Source text
Consumer satisfaction with spicy peppers is a multifaceted concept that significantly influences market demand and product differentiation. This satisfaction is not solely derived from heat level but also encompasses flavor profiles, aroma, freshness, and perceived health benefits [6,7]. Accurate identification of spicy varieties is crucial for optimizing production, enhancing quality, and minimizing errors in post-harvest management and market. Traditional post-harvest and market management screening methods are manual, time-consuming, and prone to errors in peppers (Capsicum spp.), which are widely cultivated and valued for their diverse flavors, shapes, and heat levels. These limitations underscore the need to adopt advanced technologies, such as computer vision, to streamline post-harvest practices [8,9].

The accurate identification of pepper (Capsicum spp.) varieties is a critical concern in agricultural production, as misclassification can result in substantial economic losses for producers, diminished product quality, and compromised supply chain efficiency. Given the increasing demand for specific pepper varieties in both domestic and international markets, failure to correctly identify and classify peppers can result in reduced market value, increased post-harvest losses, and a loss of consumer trust [1,4,5]. The complexity of distinguishing between morphologically similar varieties, particularly in large-scale operations, further worsens the inherent risks of errors associated with manual sorting and screening processes. Consequently, there is a need for advanced, automated identification methods to improve both the accuracy and efficiency of varietal discrimination in pepper production systems [6]. Recent developments in image processing have sparked significant interest in agricultural research [7]. The development and implementation of robust computer vision-based detection systems hold considerable potential for transforming post-harvest handling, quality control, and overall agricultural productivity by reducing human error, lowering operational costs, and ensuring consistent product standards [10,11].

What you will do
Return the whole text on pepper identification word for word, from its first sentence to its last. The records that come next are separate material and have no connection to the text on pepper identification.

Dataset content
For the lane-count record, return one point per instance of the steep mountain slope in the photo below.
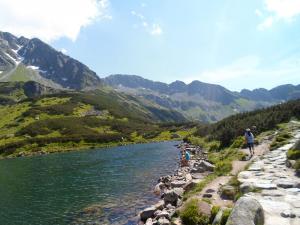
(198, 100)
(37, 118)
(277, 94)
(23, 59)
(13, 92)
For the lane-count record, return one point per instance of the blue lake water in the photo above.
(107, 186)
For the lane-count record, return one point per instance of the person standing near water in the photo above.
(187, 157)
(249, 139)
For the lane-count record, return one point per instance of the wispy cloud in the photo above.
(276, 10)
(152, 28)
(156, 29)
(50, 19)
(251, 68)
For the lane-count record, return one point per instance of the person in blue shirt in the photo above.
(187, 156)
(249, 139)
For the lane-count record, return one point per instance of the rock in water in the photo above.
(202, 166)
(172, 196)
(147, 213)
(247, 211)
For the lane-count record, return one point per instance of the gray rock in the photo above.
(287, 214)
(197, 176)
(246, 187)
(163, 221)
(161, 214)
(218, 217)
(188, 177)
(267, 186)
(149, 222)
(160, 205)
(247, 211)
(285, 184)
(177, 183)
(191, 184)
(202, 166)
(147, 213)
(169, 206)
(207, 195)
(228, 192)
(157, 188)
(172, 196)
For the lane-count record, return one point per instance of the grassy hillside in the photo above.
(70, 120)
(231, 128)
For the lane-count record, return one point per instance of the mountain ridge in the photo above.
(23, 59)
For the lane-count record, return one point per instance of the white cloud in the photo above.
(258, 13)
(252, 69)
(277, 10)
(266, 23)
(156, 30)
(239, 68)
(63, 50)
(285, 9)
(50, 19)
(151, 28)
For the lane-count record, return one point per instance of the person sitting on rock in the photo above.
(249, 139)
(187, 157)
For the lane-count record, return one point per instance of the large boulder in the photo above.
(202, 166)
(228, 192)
(172, 196)
(147, 213)
(177, 183)
(191, 184)
(247, 211)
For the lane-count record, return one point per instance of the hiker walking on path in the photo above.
(249, 139)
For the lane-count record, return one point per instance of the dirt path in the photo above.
(237, 166)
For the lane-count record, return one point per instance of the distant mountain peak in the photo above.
(42, 63)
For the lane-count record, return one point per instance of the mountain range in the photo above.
(201, 101)
(23, 59)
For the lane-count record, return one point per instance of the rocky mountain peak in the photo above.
(46, 63)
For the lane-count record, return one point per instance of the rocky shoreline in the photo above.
(270, 190)
(171, 188)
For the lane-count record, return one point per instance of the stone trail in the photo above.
(274, 186)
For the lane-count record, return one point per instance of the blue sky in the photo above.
(238, 44)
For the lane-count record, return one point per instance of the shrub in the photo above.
(297, 165)
(223, 167)
(293, 154)
(191, 214)
(230, 128)
(214, 212)
(225, 215)
(238, 142)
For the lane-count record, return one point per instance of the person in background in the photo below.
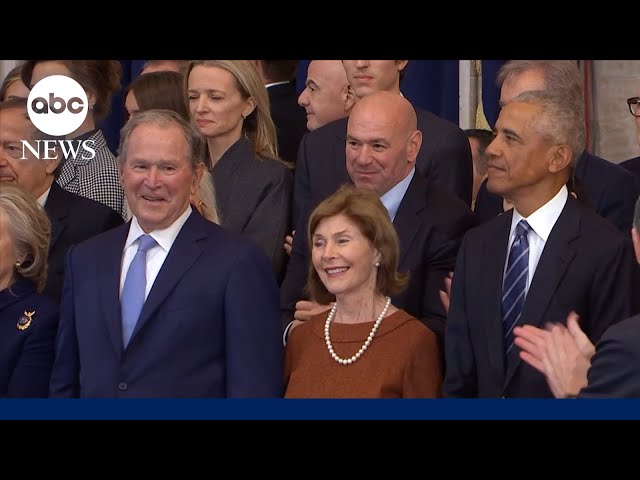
(364, 347)
(73, 218)
(164, 66)
(382, 146)
(28, 319)
(478, 140)
(279, 78)
(165, 90)
(159, 307)
(13, 86)
(633, 164)
(90, 175)
(573, 366)
(548, 255)
(229, 105)
(327, 95)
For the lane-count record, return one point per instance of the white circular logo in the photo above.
(57, 105)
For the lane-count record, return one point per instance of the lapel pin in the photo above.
(25, 320)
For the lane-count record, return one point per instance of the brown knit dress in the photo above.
(402, 361)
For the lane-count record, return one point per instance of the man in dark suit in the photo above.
(535, 263)
(73, 218)
(444, 158)
(279, 77)
(158, 307)
(573, 366)
(611, 190)
(381, 150)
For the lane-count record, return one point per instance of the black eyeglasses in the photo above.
(634, 103)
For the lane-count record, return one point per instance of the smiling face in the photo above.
(157, 176)
(519, 156)
(343, 257)
(30, 173)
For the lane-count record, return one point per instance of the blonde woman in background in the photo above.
(230, 107)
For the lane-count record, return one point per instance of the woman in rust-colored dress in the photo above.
(363, 347)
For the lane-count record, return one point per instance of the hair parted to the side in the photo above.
(30, 230)
(364, 208)
(164, 118)
(258, 126)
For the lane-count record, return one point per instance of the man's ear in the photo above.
(560, 158)
(52, 164)
(349, 98)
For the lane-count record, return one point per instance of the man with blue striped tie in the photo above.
(535, 263)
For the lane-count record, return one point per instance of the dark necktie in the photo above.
(514, 286)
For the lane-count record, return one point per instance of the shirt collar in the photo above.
(542, 220)
(164, 238)
(42, 199)
(392, 199)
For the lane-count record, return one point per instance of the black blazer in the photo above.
(444, 158)
(73, 220)
(633, 165)
(586, 266)
(253, 197)
(26, 347)
(430, 224)
(289, 117)
(615, 368)
(612, 192)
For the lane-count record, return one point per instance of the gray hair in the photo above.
(561, 77)
(559, 122)
(165, 118)
(30, 231)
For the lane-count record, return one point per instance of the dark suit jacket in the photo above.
(430, 224)
(586, 266)
(73, 220)
(198, 334)
(633, 165)
(615, 368)
(26, 355)
(254, 199)
(289, 117)
(612, 192)
(444, 158)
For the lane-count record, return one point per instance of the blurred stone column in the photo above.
(613, 129)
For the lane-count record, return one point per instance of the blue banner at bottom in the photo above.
(313, 409)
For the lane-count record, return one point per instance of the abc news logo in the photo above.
(58, 105)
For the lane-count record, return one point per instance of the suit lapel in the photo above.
(556, 257)
(109, 266)
(184, 252)
(57, 208)
(494, 251)
(406, 220)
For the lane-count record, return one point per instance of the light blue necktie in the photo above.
(132, 298)
(514, 286)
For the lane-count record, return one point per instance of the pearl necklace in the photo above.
(349, 361)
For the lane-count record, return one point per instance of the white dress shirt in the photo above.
(541, 222)
(157, 254)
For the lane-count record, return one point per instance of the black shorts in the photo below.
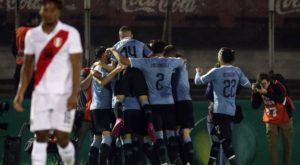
(184, 114)
(164, 117)
(133, 122)
(131, 83)
(102, 120)
(221, 126)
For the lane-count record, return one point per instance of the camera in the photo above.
(258, 86)
(4, 107)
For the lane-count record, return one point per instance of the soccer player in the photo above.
(225, 80)
(183, 106)
(158, 71)
(101, 108)
(53, 50)
(132, 81)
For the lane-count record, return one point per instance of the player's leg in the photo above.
(118, 106)
(40, 124)
(140, 89)
(287, 140)
(159, 144)
(103, 126)
(222, 131)
(39, 150)
(170, 125)
(185, 119)
(93, 154)
(66, 148)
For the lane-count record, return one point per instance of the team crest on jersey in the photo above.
(57, 42)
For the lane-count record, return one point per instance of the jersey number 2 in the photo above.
(160, 77)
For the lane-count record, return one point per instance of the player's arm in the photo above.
(197, 79)
(123, 60)
(103, 80)
(85, 81)
(26, 76)
(256, 99)
(107, 67)
(208, 77)
(244, 81)
(76, 67)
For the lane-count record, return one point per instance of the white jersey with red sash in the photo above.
(53, 70)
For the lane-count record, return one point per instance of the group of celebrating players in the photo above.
(137, 95)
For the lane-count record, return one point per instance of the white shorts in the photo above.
(49, 112)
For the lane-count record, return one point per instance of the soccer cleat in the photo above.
(151, 131)
(118, 125)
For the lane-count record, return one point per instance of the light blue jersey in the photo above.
(225, 81)
(132, 48)
(158, 72)
(131, 103)
(101, 95)
(181, 84)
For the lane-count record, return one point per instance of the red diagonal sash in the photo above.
(48, 53)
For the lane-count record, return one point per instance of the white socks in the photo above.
(67, 154)
(39, 153)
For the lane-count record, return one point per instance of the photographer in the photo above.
(277, 115)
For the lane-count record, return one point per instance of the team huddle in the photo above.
(152, 106)
(135, 96)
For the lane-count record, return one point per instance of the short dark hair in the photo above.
(227, 54)
(263, 76)
(158, 46)
(170, 48)
(58, 3)
(99, 51)
(125, 29)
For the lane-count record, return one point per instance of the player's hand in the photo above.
(18, 100)
(253, 87)
(109, 51)
(72, 102)
(120, 68)
(199, 69)
(95, 64)
(262, 91)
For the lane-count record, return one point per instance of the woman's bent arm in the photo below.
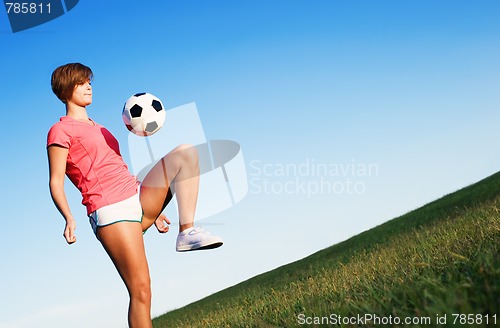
(57, 169)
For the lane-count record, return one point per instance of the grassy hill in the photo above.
(441, 259)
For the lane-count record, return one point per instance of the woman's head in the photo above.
(67, 77)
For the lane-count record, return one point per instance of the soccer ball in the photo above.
(143, 114)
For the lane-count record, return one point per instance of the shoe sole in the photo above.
(196, 247)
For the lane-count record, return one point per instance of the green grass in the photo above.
(443, 258)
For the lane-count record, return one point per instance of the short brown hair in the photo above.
(66, 77)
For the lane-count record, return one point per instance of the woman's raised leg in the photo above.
(178, 172)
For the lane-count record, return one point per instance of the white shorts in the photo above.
(128, 210)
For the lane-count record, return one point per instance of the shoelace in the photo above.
(199, 229)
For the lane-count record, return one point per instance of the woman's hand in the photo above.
(160, 223)
(69, 231)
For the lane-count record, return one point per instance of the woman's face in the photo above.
(82, 95)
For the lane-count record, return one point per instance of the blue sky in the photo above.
(408, 86)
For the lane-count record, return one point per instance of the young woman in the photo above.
(119, 208)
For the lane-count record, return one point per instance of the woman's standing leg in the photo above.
(123, 241)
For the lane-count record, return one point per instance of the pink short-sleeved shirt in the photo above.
(94, 163)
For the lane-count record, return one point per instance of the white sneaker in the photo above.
(193, 239)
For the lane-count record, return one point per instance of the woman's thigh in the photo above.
(124, 243)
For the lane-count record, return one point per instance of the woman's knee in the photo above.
(187, 153)
(141, 290)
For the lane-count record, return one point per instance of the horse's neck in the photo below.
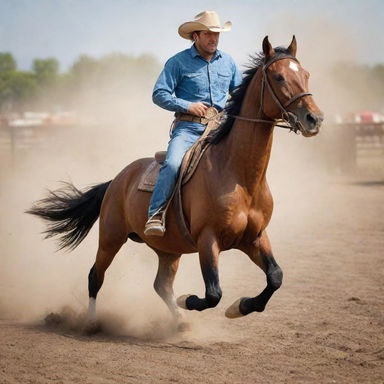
(248, 146)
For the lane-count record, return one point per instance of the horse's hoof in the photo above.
(182, 301)
(234, 310)
(183, 327)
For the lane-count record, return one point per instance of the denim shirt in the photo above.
(187, 77)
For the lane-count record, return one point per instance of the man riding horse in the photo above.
(191, 82)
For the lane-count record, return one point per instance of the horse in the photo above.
(227, 202)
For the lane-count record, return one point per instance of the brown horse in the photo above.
(227, 202)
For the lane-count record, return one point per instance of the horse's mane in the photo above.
(237, 95)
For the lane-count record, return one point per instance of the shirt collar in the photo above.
(194, 53)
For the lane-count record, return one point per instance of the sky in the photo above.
(65, 29)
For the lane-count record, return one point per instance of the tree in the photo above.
(45, 70)
(7, 63)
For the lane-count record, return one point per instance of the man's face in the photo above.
(207, 41)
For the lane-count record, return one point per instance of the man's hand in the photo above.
(197, 109)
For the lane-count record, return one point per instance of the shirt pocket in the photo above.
(223, 81)
(194, 83)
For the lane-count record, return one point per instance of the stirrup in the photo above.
(155, 225)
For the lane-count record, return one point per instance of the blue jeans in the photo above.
(184, 135)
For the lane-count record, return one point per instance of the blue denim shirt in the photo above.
(187, 77)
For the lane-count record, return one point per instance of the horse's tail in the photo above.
(70, 213)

Answer to this problem
Consumer satisfaction with spicy peppers is a multifaceted concept that significantly influences market demand and product differentiation. This satisfaction is not solely derived from heat level but also encompasses flavor profiles, aroma, freshness, and perceived health benefits [6,7]. Accurate identification of spicy varieties is crucial for optimizing production, enhancing quality, and minimizing errors in post-harvest management and market. Traditional post-harvest and market management screening methods are manual, time-consuming, and prone to errors in peppers (Capsicum spp.), which are widely cultivated and valued for their diverse flavors, shapes, and heat levels. These limitations underscore the need to adopt advanced technologies, such as computer vision, to streamline post-harvest practices [8,9].

The accurate identification of pepper (Capsicum spp.) varieties is a critical concern in agricultural production, as misclassification can result in substantial economic losses for producers, diminished product quality, and compromised supply chain efficiency. Given the increasing demand for specific pepper varieties in both domestic and international markets, failure to correctly identify and classify peppers can result in reduced market value, increased post-harvest losses, and a loss of consumer trust [1,4,5]. The complexity of distinguishing between morphologically similar varieties, particularly in large-scale operations, further worsens the inherent risks of errors associated with manual sorting and screening processes. Consequently, there is a need for advanced, automated identification methods to improve both the accuracy and efficiency of varietal discrimination in pepper production systems [6]. Recent developments in image processing have sparked significant interest in agricultural research [7]. The development and implementation of robust computer vision-based detection systems hold considerable potential for transforming post-harvest handling, quality control, and overall agricultural productivity by reducing human error, lowering operational costs, and ensuring consistent product standards [10,11].